Output the data exactly, with every line intact.
[Start GIVEN RECORDS]
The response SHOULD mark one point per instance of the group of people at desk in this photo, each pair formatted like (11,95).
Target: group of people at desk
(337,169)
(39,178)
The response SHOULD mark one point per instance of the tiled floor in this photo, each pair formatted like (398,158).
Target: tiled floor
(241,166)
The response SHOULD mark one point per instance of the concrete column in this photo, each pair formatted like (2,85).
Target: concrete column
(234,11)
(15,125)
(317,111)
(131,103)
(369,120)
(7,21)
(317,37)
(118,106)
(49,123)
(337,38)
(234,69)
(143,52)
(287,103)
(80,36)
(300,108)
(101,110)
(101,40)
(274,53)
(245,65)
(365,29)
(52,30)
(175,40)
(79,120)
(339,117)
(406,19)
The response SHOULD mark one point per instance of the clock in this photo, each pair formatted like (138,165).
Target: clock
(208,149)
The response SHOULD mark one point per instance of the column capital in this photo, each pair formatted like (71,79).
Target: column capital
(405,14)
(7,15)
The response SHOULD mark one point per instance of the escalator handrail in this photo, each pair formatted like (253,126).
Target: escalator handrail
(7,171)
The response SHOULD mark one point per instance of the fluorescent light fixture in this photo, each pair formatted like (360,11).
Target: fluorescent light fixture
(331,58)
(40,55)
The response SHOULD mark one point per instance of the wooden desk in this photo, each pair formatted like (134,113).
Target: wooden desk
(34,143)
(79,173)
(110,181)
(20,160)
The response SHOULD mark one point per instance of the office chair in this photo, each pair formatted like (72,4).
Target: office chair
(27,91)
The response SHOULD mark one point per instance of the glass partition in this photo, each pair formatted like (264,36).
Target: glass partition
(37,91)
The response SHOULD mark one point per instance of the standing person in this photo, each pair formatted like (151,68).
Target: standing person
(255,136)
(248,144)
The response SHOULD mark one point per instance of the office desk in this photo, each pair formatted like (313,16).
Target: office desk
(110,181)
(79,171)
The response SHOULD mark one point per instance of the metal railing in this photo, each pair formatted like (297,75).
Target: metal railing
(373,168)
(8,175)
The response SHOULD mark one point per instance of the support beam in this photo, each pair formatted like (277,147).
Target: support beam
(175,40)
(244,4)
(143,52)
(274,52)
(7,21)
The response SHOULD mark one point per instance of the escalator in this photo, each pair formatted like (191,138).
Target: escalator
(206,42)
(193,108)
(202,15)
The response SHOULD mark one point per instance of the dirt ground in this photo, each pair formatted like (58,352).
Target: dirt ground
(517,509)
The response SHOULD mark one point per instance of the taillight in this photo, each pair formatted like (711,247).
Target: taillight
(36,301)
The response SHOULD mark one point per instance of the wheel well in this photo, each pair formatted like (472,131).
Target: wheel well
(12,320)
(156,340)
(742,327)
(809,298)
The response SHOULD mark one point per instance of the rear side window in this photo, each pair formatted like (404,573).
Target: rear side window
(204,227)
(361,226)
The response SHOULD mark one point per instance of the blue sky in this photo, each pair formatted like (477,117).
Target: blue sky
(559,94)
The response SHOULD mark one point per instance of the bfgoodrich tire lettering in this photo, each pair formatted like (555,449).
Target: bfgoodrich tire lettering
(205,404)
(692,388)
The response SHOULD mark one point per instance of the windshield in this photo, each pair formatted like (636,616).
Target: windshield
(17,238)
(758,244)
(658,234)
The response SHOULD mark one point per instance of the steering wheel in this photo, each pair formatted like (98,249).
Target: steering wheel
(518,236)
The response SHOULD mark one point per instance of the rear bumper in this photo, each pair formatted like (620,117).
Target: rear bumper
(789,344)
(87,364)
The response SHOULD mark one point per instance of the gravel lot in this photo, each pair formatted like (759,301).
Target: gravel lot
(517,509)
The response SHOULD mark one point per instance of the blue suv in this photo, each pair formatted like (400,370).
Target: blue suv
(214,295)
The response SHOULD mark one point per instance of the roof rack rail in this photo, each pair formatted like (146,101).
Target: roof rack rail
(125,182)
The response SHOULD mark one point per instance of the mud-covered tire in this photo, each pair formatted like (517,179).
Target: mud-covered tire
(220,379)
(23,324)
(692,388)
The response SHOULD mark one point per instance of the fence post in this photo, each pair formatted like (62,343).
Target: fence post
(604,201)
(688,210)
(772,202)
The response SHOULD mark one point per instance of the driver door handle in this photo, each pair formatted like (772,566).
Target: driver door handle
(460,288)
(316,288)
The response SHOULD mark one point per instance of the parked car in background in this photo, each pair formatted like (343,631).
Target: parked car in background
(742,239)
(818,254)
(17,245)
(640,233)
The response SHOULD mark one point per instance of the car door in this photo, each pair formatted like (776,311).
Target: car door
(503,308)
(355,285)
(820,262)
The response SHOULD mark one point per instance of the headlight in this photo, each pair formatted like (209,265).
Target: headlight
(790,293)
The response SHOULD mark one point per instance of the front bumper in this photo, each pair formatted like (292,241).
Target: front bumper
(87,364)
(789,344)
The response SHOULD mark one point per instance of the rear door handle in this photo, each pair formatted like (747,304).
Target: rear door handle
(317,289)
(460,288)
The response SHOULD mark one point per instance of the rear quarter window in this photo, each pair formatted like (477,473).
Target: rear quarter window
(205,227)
[End GIVEN RECORDS]
* WRITTEN REPLY
The response SHOULD mark one point per instance of the group of people at desk in this photo, each pair formatted like (11,95).
Target: group of people at desk
(337,169)
(39,178)
The response SHOULD mark one point per instance of the tiled floor in this photo, each pair formatted like (398,158).
Target: tiled floor
(241,166)
The response SHOULD mark one point per instance of the concrete column in this photo, each pair formatted like (2,85).
Target: concrete column
(234,11)
(15,125)
(317,111)
(131,103)
(369,120)
(7,21)
(317,37)
(118,106)
(49,123)
(337,38)
(234,69)
(143,52)
(287,103)
(80,36)
(300,108)
(101,110)
(101,40)
(274,53)
(245,65)
(365,29)
(52,30)
(175,40)
(79,120)
(339,117)
(406,19)
The response SHOULD mark one point per instance of the clock in this photo, each pair formatted like (138,165).
Target: clock
(208,149)
The response SHOULD mark one point per instance of the column capital in this photo, each pair formatted like (71,79).
Target: column capital
(405,14)
(7,15)
The response SHOULD mark one point per instance of the escalator handrail in this photo, each pair formatted like (253,126).
Target: escalator handrail
(7,171)
The response SHOULD mark one point per instance of the fluorescent light fixture in this photo, each pair formatted like (360,11).
Target: fluorescent light fixture
(331,58)
(40,55)
The response SHOULD mark one point per instance of the wooden desk in this photo, each pair formatted like (134,113).
Target: wooden desk
(34,143)
(79,173)
(110,181)
(20,160)
The response SHOULD mark one point per instance of the office chair in this photo, each pair formatted like (72,4).
Target: office chair
(27,91)
The response SHOULD mark one point per instance of the glass partition in this photo, each pair formatted like (264,36).
Target: glass partition
(37,91)
The response SHOULD mark one point per instance of the standing person in this photo, each pair formatted like (151,68).
Target: standing person
(255,136)
(248,144)
The response SHOULD mark one point per instance of the office desk in this photo, each pair formatted like (313,16).
Target: office desk
(110,181)
(79,171)
The response SHOULD mark one point per instance of the metal railing in this photo, each pair formatted like (297,75).
Target: metal railing
(373,168)
(8,175)
The response SHOULD mark one point per instance of the support beam in this photo, each pair formatted like (277,147).
Target: support beam
(175,40)
(244,4)
(143,52)
(274,52)
(7,21)
The response SHOULD mark one point per instance of the escalator in this photo, each pair formatted like (191,138).
Target: escalator
(206,42)
(193,108)
(202,15)
The response SHOULD mark one point per instance of the dirt ground in this photo, each pair formatted like (58,352).
Target: dirt ground
(517,509)
The response SHOULD mark one point per instance of the taillight in this photo, each pair formatted like (711,247).
Target: taillight
(36,301)
The response SHOULD mark one point per instance of the wheel well in this photo, each pair formatted like (472,131).
Target: wheel well
(12,320)
(156,340)
(742,327)
(809,298)
The response SHOULD mark one point per instance of the rear side window in this photo, each pair formatted like (404,573).
Target: rear side window
(204,227)
(361,226)
The response SHOULD mark one point per instance of the blue sky in this photo, each pair formatted like (477,117).
Target: blue sky
(559,94)
The response SHOULD mark one point per instance of the bfgoodrich tire lettering in this photo, each pair formatted like (555,449).
Target: bfgoodrich tire lettering
(205,404)
(692,388)
The response SHOULD mark one point per instance of the windshield in this photo, each pair formatted like (636,616).
Target: windshield
(17,238)
(758,244)
(658,234)
The response SHOULD mark one point per instance of the steering wheel in this photo, each pair formatted like (98,249).
Target: steering wheel
(518,236)
The response SHOULD mark one point per instance of the rear bumper in this photo, each pair formatted like (620,117).
Target: rear bumper
(789,344)
(87,364)
The response SHOULD mark one point per instance of the gravel lot in this photo, each pair formatted like (759,301).
Target: gravel lot
(517,509)
The response SHOULD mark one point per instance of the blue suv in this photo, each pair formatted like (400,370).
Target: blue suv
(214,295)
The response SHOULD mark one point per instance of the roof rack rail in this photo, each pair formatted like (146,101).
Target: roof rack rail
(125,182)
The response SHOULD mark one point per instance of the mud-covered tire in this photo, each pair formatted like (517,179).
Target: mud-covered tire
(220,379)
(23,324)
(692,388)
The response SHOULD mark one point per instance of the fence post in this photo, each pair formatted like (62,343).
Target: fence post
(604,201)
(688,210)
(772,202)
The response SHOULD mark one point per instance of the driver door handle in this photo, each pair formatted like (772,566).
Target: driver door handle
(460,288)
(316,288)
The response SHOULD mark one point per instance of the parked car in background in this photo, each pair formatted like (343,631).
Target: parked car in background
(742,239)
(818,254)
(17,245)
(640,233)
The response SHOULD mark one point per instance of the car door in this photo, each pair formatted like (776,311).
Target: car door
(503,308)
(355,285)
(820,262)
The response SHOULD mark one point per instance of the headlight in this photo, each pair formatted like (209,265).
Target: headlight
(790,293)
The response SHOULD mark one point per instance of the front bumper in this photo, each pair formatted like (292,241).
Target: front bumper
(87,364)
(789,344)
The response SHOULD mark one point per instance of the rear door handle in this photo, each pair formatted like (747,304).
Target: rear door handle
(317,289)
(460,288)
The response SHOULD mark one point per instance of the rear quarter window in this photo, each pair formatted like (477,473).
Target: rear quarter window
(205,227)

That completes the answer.